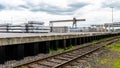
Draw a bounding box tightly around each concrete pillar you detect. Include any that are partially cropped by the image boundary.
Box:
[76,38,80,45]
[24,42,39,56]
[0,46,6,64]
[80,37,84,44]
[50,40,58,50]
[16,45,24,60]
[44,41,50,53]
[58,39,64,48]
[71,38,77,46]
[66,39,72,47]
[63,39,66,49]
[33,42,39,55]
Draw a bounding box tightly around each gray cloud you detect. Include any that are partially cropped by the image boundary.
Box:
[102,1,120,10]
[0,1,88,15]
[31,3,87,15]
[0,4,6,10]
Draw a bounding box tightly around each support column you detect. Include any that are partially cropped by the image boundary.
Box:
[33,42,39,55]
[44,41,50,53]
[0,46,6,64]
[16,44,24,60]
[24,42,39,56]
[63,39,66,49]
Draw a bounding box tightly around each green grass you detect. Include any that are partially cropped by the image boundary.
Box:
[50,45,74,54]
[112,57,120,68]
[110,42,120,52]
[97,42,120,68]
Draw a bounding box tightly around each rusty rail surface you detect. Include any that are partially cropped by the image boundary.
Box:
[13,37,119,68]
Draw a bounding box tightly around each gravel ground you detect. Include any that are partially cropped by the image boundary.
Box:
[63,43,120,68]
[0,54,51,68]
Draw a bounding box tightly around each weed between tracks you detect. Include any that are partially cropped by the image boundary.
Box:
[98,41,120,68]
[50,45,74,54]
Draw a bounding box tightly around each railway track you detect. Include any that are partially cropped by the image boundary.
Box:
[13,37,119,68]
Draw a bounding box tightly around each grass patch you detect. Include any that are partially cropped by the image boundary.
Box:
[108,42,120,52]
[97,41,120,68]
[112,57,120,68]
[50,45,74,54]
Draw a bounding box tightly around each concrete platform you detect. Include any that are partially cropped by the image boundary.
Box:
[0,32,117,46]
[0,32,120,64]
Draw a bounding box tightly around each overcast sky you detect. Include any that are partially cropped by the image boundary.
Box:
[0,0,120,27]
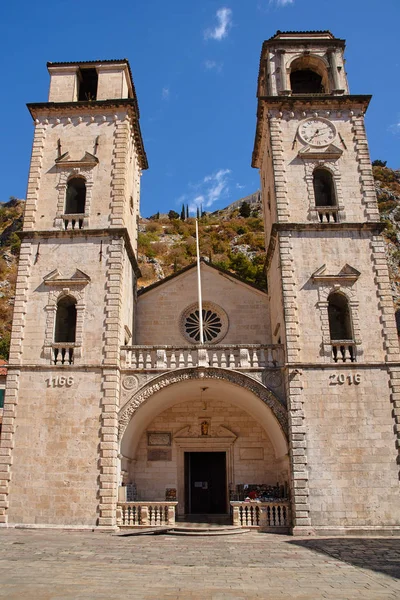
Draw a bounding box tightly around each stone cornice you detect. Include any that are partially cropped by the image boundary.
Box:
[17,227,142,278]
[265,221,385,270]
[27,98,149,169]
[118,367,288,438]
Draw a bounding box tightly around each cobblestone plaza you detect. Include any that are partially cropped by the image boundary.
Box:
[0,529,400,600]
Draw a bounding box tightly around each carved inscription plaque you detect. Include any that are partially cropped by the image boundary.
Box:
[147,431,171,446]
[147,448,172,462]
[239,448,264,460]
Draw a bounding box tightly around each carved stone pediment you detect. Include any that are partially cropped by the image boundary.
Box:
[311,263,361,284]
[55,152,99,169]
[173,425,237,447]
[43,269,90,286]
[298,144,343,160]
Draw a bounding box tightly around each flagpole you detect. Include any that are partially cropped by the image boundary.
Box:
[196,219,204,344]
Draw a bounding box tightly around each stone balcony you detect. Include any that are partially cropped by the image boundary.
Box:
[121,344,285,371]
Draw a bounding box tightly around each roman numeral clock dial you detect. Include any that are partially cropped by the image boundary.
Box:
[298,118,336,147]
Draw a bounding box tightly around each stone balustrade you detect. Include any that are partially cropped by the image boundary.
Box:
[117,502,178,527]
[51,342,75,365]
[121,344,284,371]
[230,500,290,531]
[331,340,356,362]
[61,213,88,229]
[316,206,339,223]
* * *
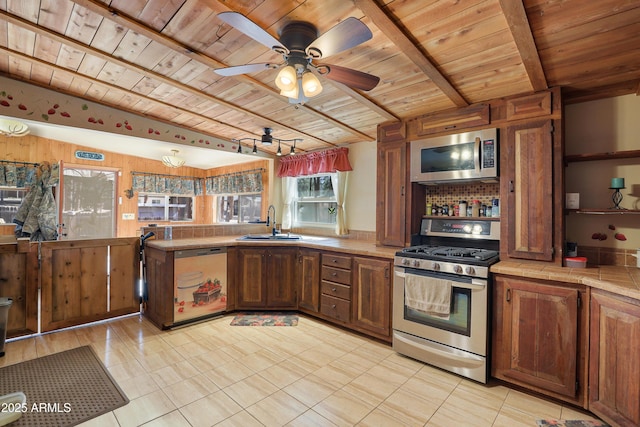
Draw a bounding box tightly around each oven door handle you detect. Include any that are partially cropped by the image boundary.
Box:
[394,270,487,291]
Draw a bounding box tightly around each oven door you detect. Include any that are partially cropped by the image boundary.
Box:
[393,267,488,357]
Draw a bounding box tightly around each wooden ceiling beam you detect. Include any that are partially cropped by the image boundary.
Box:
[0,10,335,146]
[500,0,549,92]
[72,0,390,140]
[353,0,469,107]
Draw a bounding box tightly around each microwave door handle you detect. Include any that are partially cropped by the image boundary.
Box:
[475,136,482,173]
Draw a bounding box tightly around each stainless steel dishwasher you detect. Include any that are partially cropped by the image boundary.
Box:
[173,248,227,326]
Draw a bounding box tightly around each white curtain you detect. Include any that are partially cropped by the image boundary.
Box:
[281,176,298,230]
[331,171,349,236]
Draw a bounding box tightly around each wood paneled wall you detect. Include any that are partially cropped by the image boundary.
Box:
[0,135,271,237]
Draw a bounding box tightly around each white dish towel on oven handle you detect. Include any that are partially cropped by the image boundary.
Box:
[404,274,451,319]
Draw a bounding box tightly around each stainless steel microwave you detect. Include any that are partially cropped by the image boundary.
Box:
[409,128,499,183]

Brief:
Please render the lines from the one containing "Draw a bounding box tightly around each concrete pillar" up to and including the one containing "[0,32,120,64]" as a Markdown table with two columns, Row and Line. Number each row and leave out any blank lines.

Solved problem:
| Row | Line |
|---|---|
| 1 | Draw a bounding box tightly around each concrete pillar you detect. Include any that are partially cropped by the image boundary. |
| 2 | Box: |
| 3 | [76,38,80,45] |
| 4 | [24,42,39,56] |
| 5 | [0,46,6,64] |
| 6 | [80,37,84,44] |
| 7 | [50,40,58,50] |
| 8 | [16,45,24,60] |
| 9 | [44,41,50,53] |
| 10 | [58,39,64,48] |
| 11 | [71,38,77,46] |
| 12 | [66,39,72,47] |
| 13 | [63,39,66,49] |
| 14 | [33,42,39,55] |
| 15 | Draw a bounding box tightly around each gray cloud you detect. Include any that are partially cropped by the image boundary. |
| 16 | Box: |
| 17 | [102,1,120,10] |
| 18 | [0,1,88,15] |
| 19 | [31,3,87,15] |
| 20 | [0,4,6,10] |
| 21 | Draw a bounding box tightly around each support column you detect. Include any that are partially cropped by the image boundary. |
| 22 | Box: |
| 23 | [33,42,39,55] |
| 24 | [44,41,50,53] |
| 25 | [0,46,6,64] |
| 26 | [16,44,24,60] |
| 27 | [24,42,39,56] |
| 28 | [63,39,66,49] |
| 29 | Draw a bounding box tightly around each green grass you detect. Include any that are partially cropped by the image boundary. |
| 30 | Box: |
| 31 | [50,45,74,54] |
| 32 | [112,57,120,68] |
| 33 | [110,42,120,52] |
| 34 | [97,42,120,68] |
| 35 | Draw a bounding box tightly around each rusty rail surface you detect. Include any that are partially cropped by the image boundary. |
| 36 | Box: |
| 37 | [13,37,119,68] |
| 38 | Draw a bounding box tightly around each gravel ground you detect. Include any that are partially cropped by the image boundary. |
| 39 | Box: |
| 40 | [63,43,120,68] |
| 41 | [0,54,51,68] |
| 42 | Draw a bounding box tightly around each weed between tracks you detect. Include any that are partially cropped by the image boundary. |
| 43 | Box: |
| 44 | [98,41,120,68] |
| 45 | [50,45,74,54] |
| 46 | Draw a bounding box tightly around each railway track you detect. Include any that are partially cropped by the image boundary. |
| 47 | Box: |
| 48 | [13,37,119,68] |
| 49 | Draw a bounding box tightly around each grass patch you detect. Include any that are partially cropped by the image boundary. |
| 50 | Box: |
| 51 | [108,42,120,52] |
| 52 | [97,41,120,68] |
| 53 | [112,57,120,68] |
| 54 | [50,45,74,54] |
| 55 | Draw a bounding box tightly around each concrete platform you detect. Include any that are partially cropped by the image boundary. |
| 56 | Box: |
| 57 | [0,32,117,46] |
| 58 | [0,32,120,64] |